*Given request*:
Present the data below as a numbered list, skipping any blank lines and leaving out the pictures.

*Stored rows*:
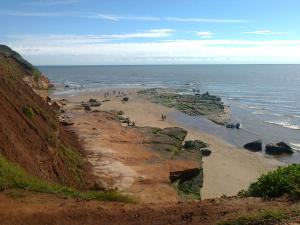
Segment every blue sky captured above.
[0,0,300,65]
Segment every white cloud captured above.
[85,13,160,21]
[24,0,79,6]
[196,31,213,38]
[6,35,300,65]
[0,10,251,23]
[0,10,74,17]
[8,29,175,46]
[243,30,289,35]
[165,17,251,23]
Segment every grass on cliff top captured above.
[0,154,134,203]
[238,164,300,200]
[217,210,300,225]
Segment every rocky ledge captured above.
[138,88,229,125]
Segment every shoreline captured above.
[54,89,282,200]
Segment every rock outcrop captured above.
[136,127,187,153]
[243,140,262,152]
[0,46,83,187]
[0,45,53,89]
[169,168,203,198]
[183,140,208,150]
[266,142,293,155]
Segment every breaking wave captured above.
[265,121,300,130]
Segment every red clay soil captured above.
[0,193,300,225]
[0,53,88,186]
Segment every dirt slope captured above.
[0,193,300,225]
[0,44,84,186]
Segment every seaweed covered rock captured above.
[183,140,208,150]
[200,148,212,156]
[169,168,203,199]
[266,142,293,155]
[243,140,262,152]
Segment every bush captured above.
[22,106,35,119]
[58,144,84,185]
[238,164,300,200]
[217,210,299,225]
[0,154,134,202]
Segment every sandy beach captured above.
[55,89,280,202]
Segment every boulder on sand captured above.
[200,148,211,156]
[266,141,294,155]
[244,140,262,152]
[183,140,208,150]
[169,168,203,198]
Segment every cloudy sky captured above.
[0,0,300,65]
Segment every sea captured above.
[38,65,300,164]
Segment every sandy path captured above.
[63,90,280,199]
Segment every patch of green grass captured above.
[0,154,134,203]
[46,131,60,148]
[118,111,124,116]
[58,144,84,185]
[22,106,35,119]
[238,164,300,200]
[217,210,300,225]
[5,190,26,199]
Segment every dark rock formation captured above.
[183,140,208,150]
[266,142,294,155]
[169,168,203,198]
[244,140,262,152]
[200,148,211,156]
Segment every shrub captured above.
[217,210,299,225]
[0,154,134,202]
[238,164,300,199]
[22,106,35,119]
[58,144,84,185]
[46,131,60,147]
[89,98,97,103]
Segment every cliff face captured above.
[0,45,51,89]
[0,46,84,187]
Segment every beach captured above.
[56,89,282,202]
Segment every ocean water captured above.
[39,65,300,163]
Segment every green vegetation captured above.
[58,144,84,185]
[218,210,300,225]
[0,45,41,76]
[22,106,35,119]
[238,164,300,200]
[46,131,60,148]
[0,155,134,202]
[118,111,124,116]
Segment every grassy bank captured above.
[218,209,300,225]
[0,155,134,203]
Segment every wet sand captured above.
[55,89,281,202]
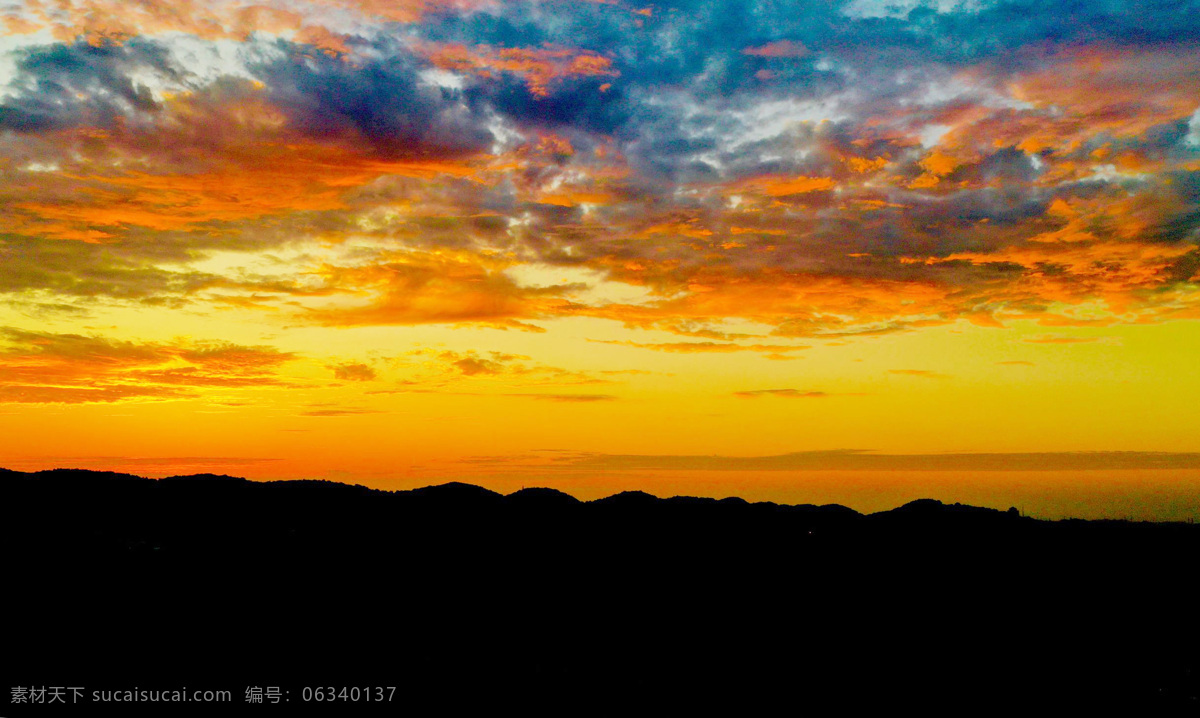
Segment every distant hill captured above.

*Task solution*:
1. Segment every blue sky captured above.
2. [0,0,300,65]
3. Segment every white cloud captured above.
4. [85,13,160,21]
5. [24,0,79,6]
6. [196,31,213,38]
7. [6,35,300,65]
8. [0,10,251,23]
9. [0,10,74,17]
10. [8,29,175,46]
11. [243,30,289,35]
12. [165,17,251,23]
13. Segment every grass on cliff top captured above.
14. [0,154,134,203]
15. [238,164,300,200]
16. [217,210,300,225]
17. Segment every rocky ledge captured above.
18. [138,88,229,125]
19. Segment every shoreline captured above.
20. [54,89,282,200]
21. Segment every rock outcrop captured above.
22. [136,127,187,153]
23. [243,140,262,152]
24. [0,46,83,187]
25. [0,45,53,89]
26. [169,168,203,198]
27. [183,140,208,150]
28. [266,142,293,155]
29. Segment every breaking wave captured above.
30. [265,121,300,130]
31. Segment every red clay soil captured above.
32. [0,193,300,225]
33. [0,53,88,186]
34. Segment every dirt slope captured above.
35. [0,193,300,225]
36. [0,44,84,186]
37. Segment every seaweed covered rock captured above.
38. [183,140,208,150]
39. [200,148,212,156]
40. [169,168,203,199]
41. [266,142,293,155]
42. [243,140,262,152]
43. Segment every bush captured above.
44. [22,106,35,119]
45. [58,144,84,185]
46. [238,164,300,200]
47. [217,210,299,225]
48. [0,154,134,202]
49. Segment every sandy beach captured above.
50. [55,89,280,202]
51. Segment every boulder on sand captured above.
52. [200,148,211,156]
53. [266,141,294,155]
54. [244,140,262,152]
55. [183,140,208,150]
56. [169,168,203,198]
57. Segment every cloudy sky captured above.
58. [0,0,300,65]
59. Segment every sea captured above.
60. [38,65,300,164]
61. Segment every sandy path captured above.
62. [63,90,280,199]
63. Segment every patch of green grass captured above.
64. [0,154,134,203]
65. [46,131,60,148]
66. [118,111,124,116]
67. [58,144,84,185]
68. [22,106,35,119]
69. [238,164,300,200]
70. [217,210,300,225]
71. [5,190,26,199]
72. Segment every dark rock formation captured above.
73. [183,140,208,150]
74. [266,142,294,155]
75. [169,168,203,198]
76. [244,140,262,152]
77. [200,148,211,156]
78. Segment every shrub captured above.
79. [217,210,299,225]
80. [0,154,134,202]
81. [238,164,300,199]
82. [22,106,35,119]
83. [58,144,84,185]
84. [46,131,60,147]
85. [89,98,97,103]
86. Segment every cliff face captured above.
87. [0,45,51,89]
88. [0,46,84,187]
89. Segment every beach captured above.
90. [56,89,282,202]
91. Segment every ocean water captured above.
92. [39,65,300,163]
93. Segment every green vegetation captured above.
94. [58,144,84,185]
95. [218,210,300,225]
96. [0,45,41,76]
97. [22,106,35,119]
98. [238,164,300,200]
99. [46,131,60,148]
100. [0,155,134,202]
101. [118,111,124,116]
102. Segment every grassy bank captured above.
103. [218,209,300,225]
104. [0,155,134,203]
105. Segment every wet sand captured above.
106. [55,89,281,202]
107. Segment every distant hill captured above.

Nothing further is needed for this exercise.